[PAGE EXTRACT]
A new Making it Real is on the way and the process is changing. Contact info@tlap.org.uk to register interest for now.

Frequently asked questions

What is Making it Real?

Making it Real is a set of statements from people who use care and support telling us what they would expect, see and experience if personalisation is real and working well in an organisation.

These are "markers" that will help show how well an organisation is doing in transforming adult social care through personalisation and community-based support.

This is a new phase in using citizen-led information to judge success in implementing personalisation.


Where can I download a copy?

Visit the Think Local Act Personal website: http://www.thinklocalactpersonal.org.uk/Browse/mir/aboutMIR/


What are the "I" statements?

I statements are an assertion about the feelings, beliefs and values of the person speaking. In the case of Making it Real, the "I" statements are what older and disabled people, carers and citizens expect to feel and experience when it comes to personalised care and support. They are group around six key themes:

1) Information and Advice: having the information I need, when I need it

  • "I have the information and support I need in order to remain as independent as possible."
  • "I have access to easy-to-understand information about care and support which is consistent, accurate, accessible and up to date."
  • "I can speak to people who know something about care and support and can make things happen."
  • "I have help to make informed choices if I need and want it."
  • "I know where to get information about what is going on in my community."

2) Active and supportive communities: keeping friends, family and place

  • "I have access to a range of support that helps me to live the life I want
  • and remain a contributing member of my community."
  • "I have a network of people who support me – carers, family, friends, community and if needed paid support staff."
  • "I have opportunities to train, study, work or engage in activities that match my interests, skills, abilities."
  • "I feel welcomed and included in my local community."
  • "I feel valued for the contribution that I can make to my community."

3) Flexible integrated care and support: my support, my own way

  • "I am in control of planning my care and support."
  • "I have care and support that is directed by me and responsive to my needs."
  • "My support is coordinated, co-operative and works well together and
  • I know who to contact to get things changed."
  • "I have a clear line of communication, action and follow up."

4) Workforce: my support staff

  • "I have good information and advice on the range of options for choosing my support staff."
  • "I have considerate support delivered by competent people."
  • "I have access to a pool of people, advice on how to employ them and the opportunity to get advice from my peers."
  • "I am supported by people who help me to make links in my local community."

5) Risk enablement: feeling in control and safe

  • "I can plan ahead and keep control in a crisis."
  • "I feel safe, I can live the life I want and I am supported to manage any risks."
  • "I feel that my community is a safe place to live and local people look out for me and each other."

(Data lines)

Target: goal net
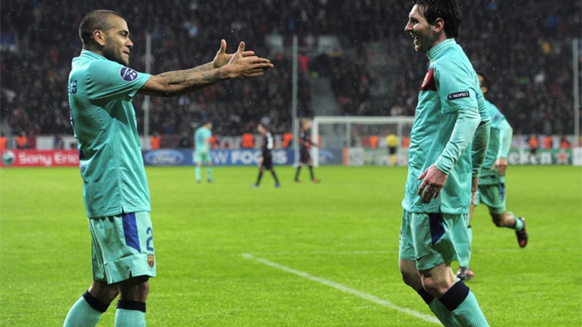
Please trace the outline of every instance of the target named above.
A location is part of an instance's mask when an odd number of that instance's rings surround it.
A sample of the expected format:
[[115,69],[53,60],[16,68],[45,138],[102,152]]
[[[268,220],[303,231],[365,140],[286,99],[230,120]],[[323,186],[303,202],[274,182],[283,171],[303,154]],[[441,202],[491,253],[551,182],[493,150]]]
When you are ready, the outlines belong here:
[[408,164],[414,117],[316,116],[311,124],[311,158],[320,165]]

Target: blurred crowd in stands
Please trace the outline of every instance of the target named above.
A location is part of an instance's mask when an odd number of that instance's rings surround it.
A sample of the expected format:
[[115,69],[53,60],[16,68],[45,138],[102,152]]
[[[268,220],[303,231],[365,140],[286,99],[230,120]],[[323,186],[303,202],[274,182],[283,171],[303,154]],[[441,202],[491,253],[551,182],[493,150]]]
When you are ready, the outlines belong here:
[[[139,71],[145,69],[146,33],[152,37],[152,73],[211,61],[221,38],[227,40],[229,52],[244,40],[248,49],[270,56],[275,69],[262,77],[229,81],[176,98],[151,99],[150,133],[191,136],[202,122],[211,120],[215,134],[235,136],[254,132],[259,122],[274,133],[290,131],[292,60],[286,49],[294,34],[304,50],[299,56],[299,116],[313,116],[311,99],[319,95],[311,94],[310,81],[322,77],[329,77],[342,115],[413,115],[428,59],[414,53],[412,39],[404,31],[406,2],[105,0],[100,8],[125,17],[134,44],[130,66]],[[457,41],[475,68],[491,77],[487,97],[514,133],[572,133],[571,44],[580,37],[580,1],[555,5],[474,0],[462,5]],[[73,0],[3,6],[0,118],[13,136],[72,133],[67,80],[71,59],[81,47],[79,22],[94,9]],[[265,36],[271,34],[283,35],[286,51],[271,53]],[[340,48],[317,53],[317,37],[322,35],[336,36]],[[377,58],[371,44],[388,49],[385,61],[393,63],[388,73],[370,65]],[[383,76],[386,73],[389,78]],[[385,94],[382,101],[374,101],[374,88]],[[140,133],[143,99],[137,95],[133,100]]]

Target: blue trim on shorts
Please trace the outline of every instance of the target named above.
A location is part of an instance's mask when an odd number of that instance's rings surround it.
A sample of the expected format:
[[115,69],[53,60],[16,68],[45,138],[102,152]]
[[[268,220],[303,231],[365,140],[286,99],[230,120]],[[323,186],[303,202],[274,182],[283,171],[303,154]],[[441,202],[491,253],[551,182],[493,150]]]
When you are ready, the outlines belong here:
[[428,223],[431,227],[431,238],[434,244],[445,234],[445,228],[442,225],[442,216],[441,214],[428,214]]
[[121,216],[123,222],[123,234],[125,244],[141,253],[140,248],[140,237],[137,234],[137,224],[136,223],[136,213],[123,214]]

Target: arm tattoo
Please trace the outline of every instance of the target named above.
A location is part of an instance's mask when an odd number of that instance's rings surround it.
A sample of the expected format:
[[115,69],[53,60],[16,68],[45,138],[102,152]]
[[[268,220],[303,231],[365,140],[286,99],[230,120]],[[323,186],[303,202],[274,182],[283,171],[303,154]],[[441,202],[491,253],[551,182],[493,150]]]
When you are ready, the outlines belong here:
[[217,71],[214,72],[213,75],[206,73],[203,74],[202,77],[206,80],[208,81],[218,81],[220,80],[220,68],[217,69]]
[[214,69],[214,64],[212,62],[206,63],[204,65],[201,65],[200,66],[197,66],[189,70],[192,72],[205,72],[206,70],[210,70],[211,69]]
[[[205,84],[208,82],[216,83],[220,81],[220,68],[217,69],[216,72],[215,72],[214,74],[205,73],[202,74],[201,76],[198,74],[193,74],[195,73],[200,72],[200,70],[198,70],[198,69],[200,69],[200,67],[201,66],[187,69],[186,70],[168,72],[166,73],[162,73],[160,74],[159,76],[164,77],[166,83],[171,85],[187,83],[194,86],[200,85],[200,84]],[[201,77],[204,80],[203,81],[200,80]]]

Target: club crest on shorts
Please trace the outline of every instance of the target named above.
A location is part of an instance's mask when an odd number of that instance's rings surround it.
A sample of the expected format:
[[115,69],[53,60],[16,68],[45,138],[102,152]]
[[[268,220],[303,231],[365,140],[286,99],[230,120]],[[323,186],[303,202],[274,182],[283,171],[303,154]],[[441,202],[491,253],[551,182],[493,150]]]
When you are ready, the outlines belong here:
[[132,81],[137,78],[137,72],[127,67],[122,68],[121,70],[119,71],[119,74],[121,75],[121,78],[126,81]]

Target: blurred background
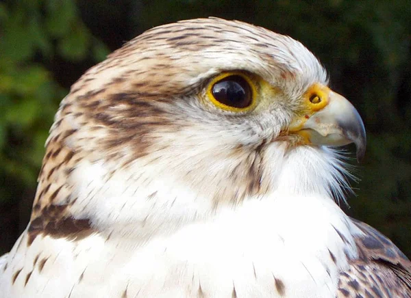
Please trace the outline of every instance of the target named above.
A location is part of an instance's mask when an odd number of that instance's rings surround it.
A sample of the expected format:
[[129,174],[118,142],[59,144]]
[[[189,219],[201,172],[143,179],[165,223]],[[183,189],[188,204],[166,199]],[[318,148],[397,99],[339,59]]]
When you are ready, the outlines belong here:
[[215,16],[289,35],[319,57],[368,133],[360,180],[352,182],[357,195],[345,211],[411,256],[410,0],[308,2],[0,2],[0,254],[27,224],[48,130],[71,84],[147,29]]

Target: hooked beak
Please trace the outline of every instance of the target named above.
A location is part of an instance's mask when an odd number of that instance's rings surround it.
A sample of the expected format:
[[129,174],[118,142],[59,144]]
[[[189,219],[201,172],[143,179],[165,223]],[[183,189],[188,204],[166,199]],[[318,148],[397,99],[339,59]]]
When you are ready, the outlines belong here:
[[360,162],[364,158],[366,146],[365,128],[360,114],[345,97],[326,87],[323,87],[322,91],[323,107],[316,110],[316,103],[308,103],[311,113],[294,119],[289,131],[301,136],[306,144],[313,145],[340,146],[354,143],[357,161]]

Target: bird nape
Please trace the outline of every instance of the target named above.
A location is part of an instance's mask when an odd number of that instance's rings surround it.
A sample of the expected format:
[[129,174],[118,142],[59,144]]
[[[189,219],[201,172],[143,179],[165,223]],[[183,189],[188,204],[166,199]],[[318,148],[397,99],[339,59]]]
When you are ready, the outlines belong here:
[[1,297],[411,297],[346,215],[361,118],[301,43],[210,18],[151,29],[62,101]]

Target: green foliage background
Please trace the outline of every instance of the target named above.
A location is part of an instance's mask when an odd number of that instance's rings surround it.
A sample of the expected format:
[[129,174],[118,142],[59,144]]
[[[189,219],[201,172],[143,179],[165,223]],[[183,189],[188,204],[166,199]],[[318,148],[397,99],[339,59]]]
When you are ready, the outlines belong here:
[[145,29],[208,16],[290,35],[320,58],[368,132],[347,212],[411,256],[409,0],[0,3],[0,253],[27,225],[48,129],[70,85]]

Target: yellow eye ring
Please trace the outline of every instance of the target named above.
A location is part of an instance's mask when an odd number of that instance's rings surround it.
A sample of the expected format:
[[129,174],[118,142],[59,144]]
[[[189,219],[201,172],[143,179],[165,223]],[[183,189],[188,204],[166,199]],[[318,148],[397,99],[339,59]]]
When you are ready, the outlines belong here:
[[252,109],[256,94],[254,82],[240,72],[223,73],[214,78],[207,87],[207,96],[214,105],[234,112]]

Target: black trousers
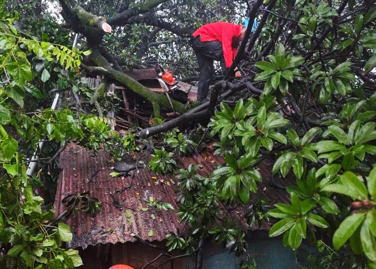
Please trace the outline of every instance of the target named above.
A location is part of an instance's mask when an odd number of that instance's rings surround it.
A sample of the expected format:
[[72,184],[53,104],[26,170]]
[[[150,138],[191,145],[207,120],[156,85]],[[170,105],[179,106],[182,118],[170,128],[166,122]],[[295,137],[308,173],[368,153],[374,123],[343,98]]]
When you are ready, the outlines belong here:
[[197,85],[197,101],[203,103],[208,96],[210,81],[213,78],[214,61],[221,62],[222,72],[226,71],[222,43],[218,41],[201,41],[200,36],[191,41],[193,50],[197,56],[200,74]]

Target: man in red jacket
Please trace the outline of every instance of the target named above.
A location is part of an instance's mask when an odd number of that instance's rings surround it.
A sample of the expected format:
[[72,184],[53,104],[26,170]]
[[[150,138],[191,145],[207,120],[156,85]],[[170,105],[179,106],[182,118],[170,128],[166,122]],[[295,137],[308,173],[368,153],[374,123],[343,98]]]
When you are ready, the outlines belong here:
[[200,68],[197,99],[200,103],[208,96],[214,61],[220,62],[224,74],[232,63],[246,30],[244,25],[217,22],[203,25],[193,33],[191,42]]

[EXERCISES]
A – Based on the Making it Real page, does each statement agree with it? (i) Making it Real is a set of statements from people who use care and support. (ii) People who want to register interest should visit the Think Local Act Personal website. (iii) The "markers" help show how well an organization is doing in transforming adult social care. For each one, answer yes or no and quote the words that decide it.
B – According to the Making it Real page, where can a copy be downloaded?
C – Echo the Making it Real page from "What is Making" up to and including "download a copy?".

[ANSWERS FOR THE TASKS]
A –
(i) Yes: "Making it Real is a set of statements from people who use care and support"
(ii) No: "Contact info@tlap.org.uk to register interest for now."
(iii) Yes: "These are "markers" that will help show how well an organisation is doing in transforming adult social care"

B – From the Think Local Act Personal website: http://www.thinklocalactpersonal.org.uk/Browse/mir/aboutMIR/

C –
What is Making it Real?

Making it Real is a set of statements from people who use care and support telling us what they would expect, see and experience if personalisation is real and working well in an organisation.

These are "markers" that will help show how well an organisation is doing in transforming adult social care through personalisation and community-based support.

This is a new phase in using citizen-led information to judge success in implementing personalisation.


Where can I download a copy?